**Data listing**

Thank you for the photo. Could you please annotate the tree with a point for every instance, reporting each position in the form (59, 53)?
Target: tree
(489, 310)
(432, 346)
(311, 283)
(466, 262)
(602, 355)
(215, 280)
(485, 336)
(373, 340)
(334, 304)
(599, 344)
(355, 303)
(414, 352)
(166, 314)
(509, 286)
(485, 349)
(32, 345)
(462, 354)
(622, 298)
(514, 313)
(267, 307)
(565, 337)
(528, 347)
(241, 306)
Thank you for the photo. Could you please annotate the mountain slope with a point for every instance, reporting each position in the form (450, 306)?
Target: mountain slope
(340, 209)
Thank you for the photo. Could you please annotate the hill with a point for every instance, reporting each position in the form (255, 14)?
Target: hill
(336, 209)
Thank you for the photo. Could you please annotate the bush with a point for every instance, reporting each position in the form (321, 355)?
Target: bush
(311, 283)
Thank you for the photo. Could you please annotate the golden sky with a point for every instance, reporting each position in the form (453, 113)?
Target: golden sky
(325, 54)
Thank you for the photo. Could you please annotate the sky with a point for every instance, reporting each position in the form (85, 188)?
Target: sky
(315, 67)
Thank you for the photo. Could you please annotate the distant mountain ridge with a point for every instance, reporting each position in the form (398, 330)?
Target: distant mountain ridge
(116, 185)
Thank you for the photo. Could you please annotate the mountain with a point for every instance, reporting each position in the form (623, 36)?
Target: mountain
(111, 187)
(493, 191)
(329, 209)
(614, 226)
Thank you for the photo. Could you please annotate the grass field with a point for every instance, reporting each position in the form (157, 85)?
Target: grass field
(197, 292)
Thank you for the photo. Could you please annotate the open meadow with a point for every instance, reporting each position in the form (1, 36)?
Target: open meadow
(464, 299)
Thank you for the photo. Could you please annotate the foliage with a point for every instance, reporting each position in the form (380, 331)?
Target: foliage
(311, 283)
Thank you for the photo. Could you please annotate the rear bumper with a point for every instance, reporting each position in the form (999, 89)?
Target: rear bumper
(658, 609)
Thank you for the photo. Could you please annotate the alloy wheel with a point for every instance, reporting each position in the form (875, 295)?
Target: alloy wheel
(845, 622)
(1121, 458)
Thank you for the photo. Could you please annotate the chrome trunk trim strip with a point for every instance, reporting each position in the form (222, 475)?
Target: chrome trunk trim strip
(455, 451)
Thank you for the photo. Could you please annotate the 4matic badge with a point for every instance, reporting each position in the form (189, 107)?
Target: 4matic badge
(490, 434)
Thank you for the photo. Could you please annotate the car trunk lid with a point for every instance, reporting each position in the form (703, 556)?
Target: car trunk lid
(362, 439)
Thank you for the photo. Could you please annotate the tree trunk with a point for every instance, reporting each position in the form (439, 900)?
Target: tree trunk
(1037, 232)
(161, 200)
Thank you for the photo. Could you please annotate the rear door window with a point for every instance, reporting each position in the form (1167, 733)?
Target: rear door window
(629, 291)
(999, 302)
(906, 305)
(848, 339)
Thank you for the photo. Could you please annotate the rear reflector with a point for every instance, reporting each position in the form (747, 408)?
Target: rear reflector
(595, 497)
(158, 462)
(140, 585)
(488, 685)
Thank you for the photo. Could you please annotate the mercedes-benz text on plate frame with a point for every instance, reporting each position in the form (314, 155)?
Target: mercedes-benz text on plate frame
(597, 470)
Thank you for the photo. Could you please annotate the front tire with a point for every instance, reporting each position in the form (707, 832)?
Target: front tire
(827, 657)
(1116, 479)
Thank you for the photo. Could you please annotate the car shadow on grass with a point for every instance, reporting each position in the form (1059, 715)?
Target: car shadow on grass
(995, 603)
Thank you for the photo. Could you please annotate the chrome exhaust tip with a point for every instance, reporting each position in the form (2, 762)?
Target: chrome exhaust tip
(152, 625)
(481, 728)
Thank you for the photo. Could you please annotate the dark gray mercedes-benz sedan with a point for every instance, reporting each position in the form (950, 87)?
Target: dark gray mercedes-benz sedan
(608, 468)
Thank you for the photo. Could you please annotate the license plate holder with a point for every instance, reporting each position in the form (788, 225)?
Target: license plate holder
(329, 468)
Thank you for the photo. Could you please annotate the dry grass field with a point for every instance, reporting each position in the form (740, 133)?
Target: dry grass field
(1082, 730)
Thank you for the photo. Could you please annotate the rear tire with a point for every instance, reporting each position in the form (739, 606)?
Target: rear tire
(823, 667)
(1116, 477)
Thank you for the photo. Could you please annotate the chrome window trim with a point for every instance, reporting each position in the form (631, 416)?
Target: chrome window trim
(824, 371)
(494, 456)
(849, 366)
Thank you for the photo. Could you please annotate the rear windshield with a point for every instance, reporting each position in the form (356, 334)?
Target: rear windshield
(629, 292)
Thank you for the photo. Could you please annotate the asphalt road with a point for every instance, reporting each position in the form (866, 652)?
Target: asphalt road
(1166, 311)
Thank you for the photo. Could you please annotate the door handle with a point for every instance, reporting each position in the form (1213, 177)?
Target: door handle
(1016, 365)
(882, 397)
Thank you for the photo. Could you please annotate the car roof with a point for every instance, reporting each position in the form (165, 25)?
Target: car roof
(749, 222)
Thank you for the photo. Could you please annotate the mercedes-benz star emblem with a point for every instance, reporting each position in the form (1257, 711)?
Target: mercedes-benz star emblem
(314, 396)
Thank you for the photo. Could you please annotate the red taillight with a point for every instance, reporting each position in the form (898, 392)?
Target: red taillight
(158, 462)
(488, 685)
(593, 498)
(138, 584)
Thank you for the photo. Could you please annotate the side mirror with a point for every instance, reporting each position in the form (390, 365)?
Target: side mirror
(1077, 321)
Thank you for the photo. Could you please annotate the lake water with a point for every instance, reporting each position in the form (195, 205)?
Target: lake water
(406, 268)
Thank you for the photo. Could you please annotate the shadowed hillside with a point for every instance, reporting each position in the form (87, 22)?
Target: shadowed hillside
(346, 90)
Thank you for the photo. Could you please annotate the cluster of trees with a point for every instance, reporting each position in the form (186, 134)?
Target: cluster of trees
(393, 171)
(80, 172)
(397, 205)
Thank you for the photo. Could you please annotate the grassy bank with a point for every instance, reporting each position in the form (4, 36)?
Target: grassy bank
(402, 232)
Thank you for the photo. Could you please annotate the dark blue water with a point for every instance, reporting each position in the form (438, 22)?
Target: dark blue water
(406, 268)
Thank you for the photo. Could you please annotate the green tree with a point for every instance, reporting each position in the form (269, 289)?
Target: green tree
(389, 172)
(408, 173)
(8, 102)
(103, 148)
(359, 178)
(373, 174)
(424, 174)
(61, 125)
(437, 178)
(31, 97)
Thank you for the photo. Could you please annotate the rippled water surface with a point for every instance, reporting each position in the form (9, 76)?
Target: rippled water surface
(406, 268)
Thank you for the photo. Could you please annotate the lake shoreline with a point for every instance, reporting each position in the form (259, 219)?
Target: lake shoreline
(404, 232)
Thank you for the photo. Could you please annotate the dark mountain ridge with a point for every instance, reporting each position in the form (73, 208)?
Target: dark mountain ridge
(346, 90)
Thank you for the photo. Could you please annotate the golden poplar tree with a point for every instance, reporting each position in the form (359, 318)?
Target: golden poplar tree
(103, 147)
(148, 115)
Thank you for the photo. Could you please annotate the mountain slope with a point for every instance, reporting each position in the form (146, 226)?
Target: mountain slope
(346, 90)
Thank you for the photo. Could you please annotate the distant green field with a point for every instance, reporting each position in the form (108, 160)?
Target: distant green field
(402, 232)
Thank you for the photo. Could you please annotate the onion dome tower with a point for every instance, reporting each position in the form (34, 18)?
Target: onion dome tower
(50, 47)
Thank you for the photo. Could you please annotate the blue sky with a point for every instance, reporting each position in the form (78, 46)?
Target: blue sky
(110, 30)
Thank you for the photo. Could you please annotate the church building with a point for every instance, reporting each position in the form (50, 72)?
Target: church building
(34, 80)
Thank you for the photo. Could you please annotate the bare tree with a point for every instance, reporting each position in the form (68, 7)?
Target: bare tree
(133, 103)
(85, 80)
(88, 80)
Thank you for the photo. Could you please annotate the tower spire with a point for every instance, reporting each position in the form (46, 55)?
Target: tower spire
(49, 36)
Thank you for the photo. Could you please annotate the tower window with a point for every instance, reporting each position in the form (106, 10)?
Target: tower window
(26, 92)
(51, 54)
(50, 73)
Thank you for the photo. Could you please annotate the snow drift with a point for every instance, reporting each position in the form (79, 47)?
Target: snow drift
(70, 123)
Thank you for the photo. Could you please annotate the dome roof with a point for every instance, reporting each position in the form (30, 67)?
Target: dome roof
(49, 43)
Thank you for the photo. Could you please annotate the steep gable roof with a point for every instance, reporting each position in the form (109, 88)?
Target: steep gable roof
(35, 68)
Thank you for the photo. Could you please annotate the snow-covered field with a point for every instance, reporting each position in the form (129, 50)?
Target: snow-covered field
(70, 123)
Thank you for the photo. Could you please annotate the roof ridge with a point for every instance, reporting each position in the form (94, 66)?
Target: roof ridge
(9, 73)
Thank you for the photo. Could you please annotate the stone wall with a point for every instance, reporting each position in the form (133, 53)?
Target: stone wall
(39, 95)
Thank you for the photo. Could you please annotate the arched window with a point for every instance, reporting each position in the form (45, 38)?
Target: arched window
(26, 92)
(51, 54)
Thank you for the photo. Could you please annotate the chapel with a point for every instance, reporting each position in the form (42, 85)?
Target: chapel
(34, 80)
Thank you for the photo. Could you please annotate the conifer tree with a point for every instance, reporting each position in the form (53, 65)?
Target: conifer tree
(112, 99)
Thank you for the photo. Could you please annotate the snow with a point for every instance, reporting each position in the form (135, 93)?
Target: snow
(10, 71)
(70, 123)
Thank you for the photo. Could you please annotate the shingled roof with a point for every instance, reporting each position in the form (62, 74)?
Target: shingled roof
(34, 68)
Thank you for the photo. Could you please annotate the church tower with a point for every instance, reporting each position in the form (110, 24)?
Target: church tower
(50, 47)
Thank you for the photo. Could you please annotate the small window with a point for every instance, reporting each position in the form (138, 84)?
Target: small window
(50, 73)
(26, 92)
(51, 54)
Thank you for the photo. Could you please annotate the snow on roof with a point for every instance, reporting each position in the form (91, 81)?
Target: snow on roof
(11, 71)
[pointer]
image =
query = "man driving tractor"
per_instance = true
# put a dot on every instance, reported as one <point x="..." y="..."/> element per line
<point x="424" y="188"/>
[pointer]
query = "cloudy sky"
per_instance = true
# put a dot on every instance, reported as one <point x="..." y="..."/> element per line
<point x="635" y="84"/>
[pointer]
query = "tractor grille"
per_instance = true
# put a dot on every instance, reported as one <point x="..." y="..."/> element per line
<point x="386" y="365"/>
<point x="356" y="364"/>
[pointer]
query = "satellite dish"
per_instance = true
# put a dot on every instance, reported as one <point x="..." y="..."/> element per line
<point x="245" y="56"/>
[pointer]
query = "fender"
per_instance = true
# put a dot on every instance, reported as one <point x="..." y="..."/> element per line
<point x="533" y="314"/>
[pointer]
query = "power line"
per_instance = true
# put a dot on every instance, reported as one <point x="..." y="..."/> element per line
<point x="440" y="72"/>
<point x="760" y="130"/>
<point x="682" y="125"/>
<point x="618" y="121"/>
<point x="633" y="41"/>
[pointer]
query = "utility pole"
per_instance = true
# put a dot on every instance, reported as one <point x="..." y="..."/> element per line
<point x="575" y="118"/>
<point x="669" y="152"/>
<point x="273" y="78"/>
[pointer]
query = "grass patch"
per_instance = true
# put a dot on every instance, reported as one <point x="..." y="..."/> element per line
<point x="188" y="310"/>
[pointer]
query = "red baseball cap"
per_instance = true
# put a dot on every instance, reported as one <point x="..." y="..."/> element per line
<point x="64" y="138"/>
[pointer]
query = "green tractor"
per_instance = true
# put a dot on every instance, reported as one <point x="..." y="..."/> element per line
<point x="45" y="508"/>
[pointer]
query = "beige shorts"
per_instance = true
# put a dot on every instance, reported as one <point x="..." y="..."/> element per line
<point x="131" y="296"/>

**Short problem**
How many lines in the rows above contain the word "gray", with case counting? Reply with the number only.

**Final result**
2